**Your instructions**: Transcribe exactly everything in the data below from the line containing "Category: nose" down to the line containing "Category: cheek", both lines included and nothing further.

─── Material supplied

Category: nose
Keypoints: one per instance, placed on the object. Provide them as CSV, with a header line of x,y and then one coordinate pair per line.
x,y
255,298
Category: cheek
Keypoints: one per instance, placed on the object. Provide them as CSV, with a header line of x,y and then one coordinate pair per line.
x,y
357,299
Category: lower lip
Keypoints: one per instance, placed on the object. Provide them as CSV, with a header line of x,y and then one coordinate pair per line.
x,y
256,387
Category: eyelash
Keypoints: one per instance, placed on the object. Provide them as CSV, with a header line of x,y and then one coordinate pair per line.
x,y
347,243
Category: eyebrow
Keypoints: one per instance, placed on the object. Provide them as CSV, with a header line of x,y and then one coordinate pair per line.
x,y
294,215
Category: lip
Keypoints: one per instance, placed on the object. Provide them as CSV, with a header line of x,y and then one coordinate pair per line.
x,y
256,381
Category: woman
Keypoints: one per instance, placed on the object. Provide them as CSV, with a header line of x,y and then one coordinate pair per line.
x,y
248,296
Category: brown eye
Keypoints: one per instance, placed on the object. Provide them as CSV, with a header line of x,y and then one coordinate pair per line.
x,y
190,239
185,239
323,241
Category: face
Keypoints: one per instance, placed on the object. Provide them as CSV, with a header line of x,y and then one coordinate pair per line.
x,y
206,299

──────
─── Material supplied

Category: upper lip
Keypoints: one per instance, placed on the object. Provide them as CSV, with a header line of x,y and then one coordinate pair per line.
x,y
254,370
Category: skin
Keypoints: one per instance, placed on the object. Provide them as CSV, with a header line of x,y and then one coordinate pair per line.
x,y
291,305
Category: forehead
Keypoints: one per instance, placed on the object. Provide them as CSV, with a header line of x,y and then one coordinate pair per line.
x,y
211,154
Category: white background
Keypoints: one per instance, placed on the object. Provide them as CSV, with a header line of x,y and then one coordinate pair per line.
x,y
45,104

──────

**Written answer**:
Category: nose
Keypoints: one per instance, placed on the object. Provide them as CSV, with a header line of x,y and then one coordinate pair per line.
x,y
255,298
Category: cheek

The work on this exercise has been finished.